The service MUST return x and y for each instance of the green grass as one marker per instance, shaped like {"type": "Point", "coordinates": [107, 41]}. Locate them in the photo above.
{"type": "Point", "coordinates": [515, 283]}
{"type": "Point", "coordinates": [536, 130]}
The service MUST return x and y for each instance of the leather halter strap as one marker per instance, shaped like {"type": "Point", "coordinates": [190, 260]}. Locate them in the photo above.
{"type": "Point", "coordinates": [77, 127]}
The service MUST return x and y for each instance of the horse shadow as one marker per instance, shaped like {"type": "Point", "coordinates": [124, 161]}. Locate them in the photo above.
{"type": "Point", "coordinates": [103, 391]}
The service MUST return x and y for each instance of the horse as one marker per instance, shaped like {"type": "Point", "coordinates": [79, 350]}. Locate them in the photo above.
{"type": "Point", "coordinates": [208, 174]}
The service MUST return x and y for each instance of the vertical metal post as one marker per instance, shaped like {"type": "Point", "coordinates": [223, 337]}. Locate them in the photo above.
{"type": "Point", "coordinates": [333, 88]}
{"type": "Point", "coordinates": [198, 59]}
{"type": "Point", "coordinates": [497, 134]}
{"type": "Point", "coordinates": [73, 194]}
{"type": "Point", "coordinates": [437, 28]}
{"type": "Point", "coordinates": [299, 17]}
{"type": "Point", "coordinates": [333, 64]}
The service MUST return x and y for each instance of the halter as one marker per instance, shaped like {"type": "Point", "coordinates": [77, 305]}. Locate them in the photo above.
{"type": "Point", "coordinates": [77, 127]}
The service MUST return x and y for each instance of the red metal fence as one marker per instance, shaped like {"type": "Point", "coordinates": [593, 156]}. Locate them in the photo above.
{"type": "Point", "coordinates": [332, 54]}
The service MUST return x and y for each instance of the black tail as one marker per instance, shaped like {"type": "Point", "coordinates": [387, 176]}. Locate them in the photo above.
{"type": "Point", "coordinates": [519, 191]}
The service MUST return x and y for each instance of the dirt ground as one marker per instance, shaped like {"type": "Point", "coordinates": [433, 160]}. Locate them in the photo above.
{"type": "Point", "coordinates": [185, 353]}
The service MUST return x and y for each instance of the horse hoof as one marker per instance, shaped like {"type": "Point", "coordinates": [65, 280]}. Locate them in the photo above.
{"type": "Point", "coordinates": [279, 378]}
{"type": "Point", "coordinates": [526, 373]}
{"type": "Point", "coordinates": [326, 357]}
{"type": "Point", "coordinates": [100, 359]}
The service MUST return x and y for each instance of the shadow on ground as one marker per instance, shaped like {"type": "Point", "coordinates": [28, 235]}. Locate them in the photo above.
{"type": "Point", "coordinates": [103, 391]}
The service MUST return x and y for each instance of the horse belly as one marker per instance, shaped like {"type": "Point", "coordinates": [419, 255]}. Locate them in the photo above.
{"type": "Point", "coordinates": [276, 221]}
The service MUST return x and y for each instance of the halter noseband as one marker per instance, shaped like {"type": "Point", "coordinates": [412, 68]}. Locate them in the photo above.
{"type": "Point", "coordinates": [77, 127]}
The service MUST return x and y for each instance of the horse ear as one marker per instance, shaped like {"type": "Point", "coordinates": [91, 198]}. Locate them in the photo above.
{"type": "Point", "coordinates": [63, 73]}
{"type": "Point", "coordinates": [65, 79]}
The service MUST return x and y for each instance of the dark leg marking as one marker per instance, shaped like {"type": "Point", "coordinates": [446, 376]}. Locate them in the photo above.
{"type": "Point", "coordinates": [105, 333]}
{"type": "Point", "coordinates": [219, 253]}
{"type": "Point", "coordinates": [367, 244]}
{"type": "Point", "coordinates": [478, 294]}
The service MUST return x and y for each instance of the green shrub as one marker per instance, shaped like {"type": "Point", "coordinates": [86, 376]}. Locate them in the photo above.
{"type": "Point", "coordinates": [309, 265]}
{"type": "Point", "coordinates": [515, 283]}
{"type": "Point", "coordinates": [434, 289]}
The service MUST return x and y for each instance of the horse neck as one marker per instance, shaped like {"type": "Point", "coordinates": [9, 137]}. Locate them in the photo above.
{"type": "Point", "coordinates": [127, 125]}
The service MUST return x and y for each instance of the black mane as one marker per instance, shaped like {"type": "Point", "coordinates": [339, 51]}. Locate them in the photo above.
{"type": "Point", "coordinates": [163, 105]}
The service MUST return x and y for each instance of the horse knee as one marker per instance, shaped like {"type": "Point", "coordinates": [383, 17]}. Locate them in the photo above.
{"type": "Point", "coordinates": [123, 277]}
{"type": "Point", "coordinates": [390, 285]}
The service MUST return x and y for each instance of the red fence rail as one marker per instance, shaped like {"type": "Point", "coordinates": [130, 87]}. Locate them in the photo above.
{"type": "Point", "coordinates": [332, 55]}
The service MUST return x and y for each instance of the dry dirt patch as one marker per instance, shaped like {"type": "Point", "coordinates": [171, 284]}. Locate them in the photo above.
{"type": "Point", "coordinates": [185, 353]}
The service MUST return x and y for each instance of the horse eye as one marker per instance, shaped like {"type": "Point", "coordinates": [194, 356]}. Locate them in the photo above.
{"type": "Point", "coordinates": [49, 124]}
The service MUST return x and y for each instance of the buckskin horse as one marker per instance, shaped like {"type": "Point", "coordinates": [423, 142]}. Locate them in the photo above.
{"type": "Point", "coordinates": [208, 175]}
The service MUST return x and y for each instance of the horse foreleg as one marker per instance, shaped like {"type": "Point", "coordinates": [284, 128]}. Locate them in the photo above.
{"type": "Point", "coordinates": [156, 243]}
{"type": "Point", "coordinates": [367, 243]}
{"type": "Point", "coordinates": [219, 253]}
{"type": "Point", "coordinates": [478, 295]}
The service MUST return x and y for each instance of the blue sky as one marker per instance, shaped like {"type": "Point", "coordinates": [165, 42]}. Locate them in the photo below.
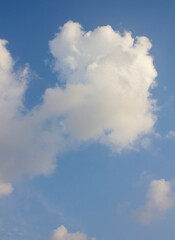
{"type": "Point", "coordinates": [85, 153]}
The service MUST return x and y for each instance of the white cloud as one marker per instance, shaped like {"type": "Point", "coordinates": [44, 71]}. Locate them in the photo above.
{"type": "Point", "coordinates": [171, 134]}
{"type": "Point", "coordinates": [5, 189]}
{"type": "Point", "coordinates": [160, 198]}
{"type": "Point", "coordinates": [108, 78]}
{"type": "Point", "coordinates": [61, 233]}
{"type": "Point", "coordinates": [105, 98]}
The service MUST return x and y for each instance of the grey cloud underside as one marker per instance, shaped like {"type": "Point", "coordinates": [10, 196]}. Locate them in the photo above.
{"type": "Point", "coordinates": [106, 98]}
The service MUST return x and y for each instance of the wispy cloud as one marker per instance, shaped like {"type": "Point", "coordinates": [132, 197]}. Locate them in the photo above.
{"type": "Point", "coordinates": [160, 198]}
{"type": "Point", "coordinates": [61, 233]}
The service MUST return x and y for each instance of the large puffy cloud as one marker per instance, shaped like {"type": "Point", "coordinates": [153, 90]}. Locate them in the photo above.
{"type": "Point", "coordinates": [160, 199]}
{"type": "Point", "coordinates": [105, 96]}
{"type": "Point", "coordinates": [61, 233]}
{"type": "Point", "coordinates": [108, 79]}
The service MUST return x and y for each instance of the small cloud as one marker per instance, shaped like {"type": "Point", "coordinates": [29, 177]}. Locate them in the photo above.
{"type": "Point", "coordinates": [160, 198]}
{"type": "Point", "coordinates": [171, 134]}
{"type": "Point", "coordinates": [146, 143]}
{"type": "Point", "coordinates": [5, 189]}
{"type": "Point", "coordinates": [61, 233]}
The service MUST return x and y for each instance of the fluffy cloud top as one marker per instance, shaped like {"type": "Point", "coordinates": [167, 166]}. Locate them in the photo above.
{"type": "Point", "coordinates": [160, 198]}
{"type": "Point", "coordinates": [61, 233]}
{"type": "Point", "coordinates": [108, 78]}
{"type": "Point", "coordinates": [105, 97]}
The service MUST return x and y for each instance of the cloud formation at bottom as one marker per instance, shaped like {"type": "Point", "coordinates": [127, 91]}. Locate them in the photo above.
{"type": "Point", "coordinates": [61, 233]}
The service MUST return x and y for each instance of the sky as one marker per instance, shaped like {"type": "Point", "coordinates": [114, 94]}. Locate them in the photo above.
{"type": "Point", "coordinates": [87, 115]}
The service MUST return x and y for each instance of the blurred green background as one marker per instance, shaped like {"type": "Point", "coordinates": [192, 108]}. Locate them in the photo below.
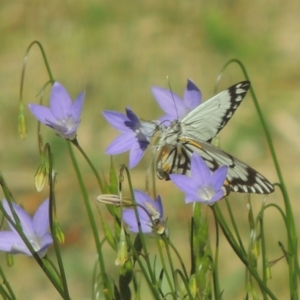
★ ★ ★ ★
The task =>
Starting at the line that contains "of the small" and ending with the last of the entries, turn every line into a numbered list with blank lines dropped. Leave the pictures out.

Solution to the problem =>
1. The service MUST return x and y for each instance of the small cloud as one marker per instance, shaped like {"type": "Point", "coordinates": [29, 177]}. Locate them in the photo above.
2. {"type": "Point", "coordinates": [160, 198]}
3. {"type": "Point", "coordinates": [171, 134]}
4. {"type": "Point", "coordinates": [146, 143]}
5. {"type": "Point", "coordinates": [5, 189]}
6. {"type": "Point", "coordinates": [61, 233]}
7. The service MUST return x and y for each instance of the fluffy cloud top as one marker per instance, shaped like {"type": "Point", "coordinates": [167, 166]}. Locate them in the photo above.
8. {"type": "Point", "coordinates": [160, 198]}
9. {"type": "Point", "coordinates": [61, 233]}
10. {"type": "Point", "coordinates": [108, 78]}
11. {"type": "Point", "coordinates": [105, 97]}
12. The service MUST return x and y for each instance of the cloud formation at bottom as one marker per instance, shaped like {"type": "Point", "coordinates": [127, 91]}. Locate them in the photo above.
13. {"type": "Point", "coordinates": [61, 233]}
14. The service MUST return x and y for each instance of the sky as one marker per instance, shaped like {"type": "Point", "coordinates": [114, 94]}. Locate them in the photo above.
15. {"type": "Point", "coordinates": [87, 115]}
16. The service MUST return x and y for each instance of the blurred green background as one marker per instance, shaped like {"type": "Point", "coordinates": [192, 108]}. Locate them in the photo below.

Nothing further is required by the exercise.